Tekstfragment.
-------------------------

This document is an excerpt from the EUR-Lex website
Document 62018TJ0101
Arrest van het Gerecht (Derde kamer) van 30 november 2022 (Uittreksels).
Republiek Oostenrijk tegen Europese Commissie.
Staatssteun – Nucleaire industrie – Steun die Hongarije voornemens is te verlenen voor de ontwikkeling van twee nieuwe kernreactoren op de locatie Paks – Besluit waarbij de steun verenigbaar wordt verklaard met de interne markt mits bepaalde verplichtingen worden nagekomen – Artikel 107, lid 3, onder c), VWEU – Verenigbaarheid van de steun met andere bepalingen van het Unierecht dan die inzake staatssteun – Onlosmakelijk verband – Bevordering van kernenergie – Artikel 192, eerste alinea, van het Euratom-Verdrag – Beginsel van bescherming van het milieu, beginsel dat de vervuiler betaalt, voorzorgsbeginsel en duurzaamheidsbeginsel – Bepalen van de betrokken economische bedrijvigheid – Marktfalen – Verstoring van de mededinging – Evenredigheid van de steun – Noodzaak van overheidsmaatregelen – Bepalen van de steunelementen – Procedures voor het plaatsen van overheidsopdrachten – Motiveringsplicht.
Zaak T-101/18.
Arrest van het Gerecht (Derde kamer) van 30 november 2022 (Uittreksels).
Republiek Oostenrijk tegen Europese Commissie.

-------------------------

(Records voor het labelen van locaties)
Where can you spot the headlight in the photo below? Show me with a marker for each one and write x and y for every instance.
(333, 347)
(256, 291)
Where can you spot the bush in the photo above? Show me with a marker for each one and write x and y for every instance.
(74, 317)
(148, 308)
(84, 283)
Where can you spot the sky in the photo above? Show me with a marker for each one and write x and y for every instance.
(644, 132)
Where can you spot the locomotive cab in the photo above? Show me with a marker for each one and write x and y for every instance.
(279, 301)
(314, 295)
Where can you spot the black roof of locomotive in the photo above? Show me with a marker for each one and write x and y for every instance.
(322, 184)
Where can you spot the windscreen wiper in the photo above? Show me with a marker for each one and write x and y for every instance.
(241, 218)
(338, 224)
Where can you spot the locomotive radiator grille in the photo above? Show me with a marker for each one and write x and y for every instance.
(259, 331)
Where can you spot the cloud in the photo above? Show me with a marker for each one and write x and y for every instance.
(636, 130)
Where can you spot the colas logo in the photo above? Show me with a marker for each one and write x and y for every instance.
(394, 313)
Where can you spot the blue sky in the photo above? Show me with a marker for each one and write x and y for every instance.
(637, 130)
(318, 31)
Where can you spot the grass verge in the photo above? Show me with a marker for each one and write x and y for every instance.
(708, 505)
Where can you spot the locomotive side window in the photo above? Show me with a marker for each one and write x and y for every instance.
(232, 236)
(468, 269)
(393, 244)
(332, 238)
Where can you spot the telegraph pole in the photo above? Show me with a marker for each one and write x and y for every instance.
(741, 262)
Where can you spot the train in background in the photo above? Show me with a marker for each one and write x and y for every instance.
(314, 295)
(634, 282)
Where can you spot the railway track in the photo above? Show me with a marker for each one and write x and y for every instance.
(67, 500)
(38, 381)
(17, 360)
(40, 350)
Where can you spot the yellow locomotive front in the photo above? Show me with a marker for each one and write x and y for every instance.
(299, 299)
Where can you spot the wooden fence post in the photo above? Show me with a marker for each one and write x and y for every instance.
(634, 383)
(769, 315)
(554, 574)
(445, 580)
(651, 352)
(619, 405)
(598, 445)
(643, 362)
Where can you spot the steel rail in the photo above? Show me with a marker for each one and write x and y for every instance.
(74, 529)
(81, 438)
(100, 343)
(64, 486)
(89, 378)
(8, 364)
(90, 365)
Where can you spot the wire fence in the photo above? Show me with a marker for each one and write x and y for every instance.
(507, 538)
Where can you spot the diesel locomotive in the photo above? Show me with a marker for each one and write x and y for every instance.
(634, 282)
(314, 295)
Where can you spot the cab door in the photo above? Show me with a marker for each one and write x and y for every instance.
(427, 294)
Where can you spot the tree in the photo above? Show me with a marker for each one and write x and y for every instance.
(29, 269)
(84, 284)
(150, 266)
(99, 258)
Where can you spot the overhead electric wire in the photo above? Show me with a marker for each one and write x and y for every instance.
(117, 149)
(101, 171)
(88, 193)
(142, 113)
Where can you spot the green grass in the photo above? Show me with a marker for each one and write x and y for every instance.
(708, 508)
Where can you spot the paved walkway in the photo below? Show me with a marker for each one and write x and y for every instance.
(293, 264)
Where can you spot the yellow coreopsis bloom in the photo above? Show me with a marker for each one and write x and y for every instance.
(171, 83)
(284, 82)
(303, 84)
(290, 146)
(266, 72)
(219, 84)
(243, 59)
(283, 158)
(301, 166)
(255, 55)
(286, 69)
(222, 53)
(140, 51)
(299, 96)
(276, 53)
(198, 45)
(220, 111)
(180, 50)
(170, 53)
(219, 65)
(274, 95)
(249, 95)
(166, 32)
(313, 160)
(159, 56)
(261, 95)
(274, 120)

-------------------------

Doel A.
Vat het tekstfragment over zaak T-101/18 samen in twee zinnen.
Doel B.
Geef het aantal regels van de records waarin de string "fence" voorkomt, en verder niets.
De tekst en de records hebben niets met elkaar te maken.

Antwoord A.
Het gaat om het arrest van het Gerecht (Derde kamer) van 30 november 2022 in zaak T-101/18, Republiek Oostenrijk tegen Europese Commissie. De zaak betreft steun die Hongarije voornemens is te verlenen voor twee nieuwe kernreactoren op de locatie Paks, en een besluit dat die steun verenigbaar verklaart met de interne markt mits bepaalde verplichtingen worden nagekomen.

Antwoord B.
2